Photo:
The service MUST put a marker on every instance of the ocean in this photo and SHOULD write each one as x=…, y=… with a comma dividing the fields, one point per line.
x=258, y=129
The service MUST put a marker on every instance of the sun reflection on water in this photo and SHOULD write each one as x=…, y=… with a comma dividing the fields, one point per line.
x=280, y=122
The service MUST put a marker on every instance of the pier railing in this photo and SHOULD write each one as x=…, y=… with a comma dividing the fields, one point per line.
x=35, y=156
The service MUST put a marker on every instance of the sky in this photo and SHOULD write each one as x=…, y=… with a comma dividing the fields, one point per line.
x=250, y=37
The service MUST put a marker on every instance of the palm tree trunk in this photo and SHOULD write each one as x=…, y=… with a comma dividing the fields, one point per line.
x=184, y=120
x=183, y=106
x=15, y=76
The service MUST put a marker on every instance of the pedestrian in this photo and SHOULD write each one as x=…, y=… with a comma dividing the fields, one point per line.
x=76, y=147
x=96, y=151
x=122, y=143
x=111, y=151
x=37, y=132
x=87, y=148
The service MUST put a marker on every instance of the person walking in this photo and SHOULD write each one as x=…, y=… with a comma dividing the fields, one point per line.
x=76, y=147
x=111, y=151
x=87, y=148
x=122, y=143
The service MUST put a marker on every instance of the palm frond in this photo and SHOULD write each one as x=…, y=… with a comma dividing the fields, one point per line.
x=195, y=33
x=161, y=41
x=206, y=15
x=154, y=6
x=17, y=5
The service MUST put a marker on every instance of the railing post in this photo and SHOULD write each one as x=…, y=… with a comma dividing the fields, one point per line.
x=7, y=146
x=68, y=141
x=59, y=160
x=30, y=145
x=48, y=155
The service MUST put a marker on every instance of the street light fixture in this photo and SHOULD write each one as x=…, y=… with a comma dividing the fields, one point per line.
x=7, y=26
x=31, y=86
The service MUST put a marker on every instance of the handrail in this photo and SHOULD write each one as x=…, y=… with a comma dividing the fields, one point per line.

★ ★ ★

◆ **Your goal**: Change "ocean" to "sea" in the stretch from the start of the data through the line containing "x=258, y=129", and give back only those lines with nothing else altered.

◆ **Exercise output**:
Photo:
The service MUST put a marker on every instance of the sea in this photo and SHOULD write each one as x=…, y=… with a comma dividing the fields, one point per line.
x=258, y=129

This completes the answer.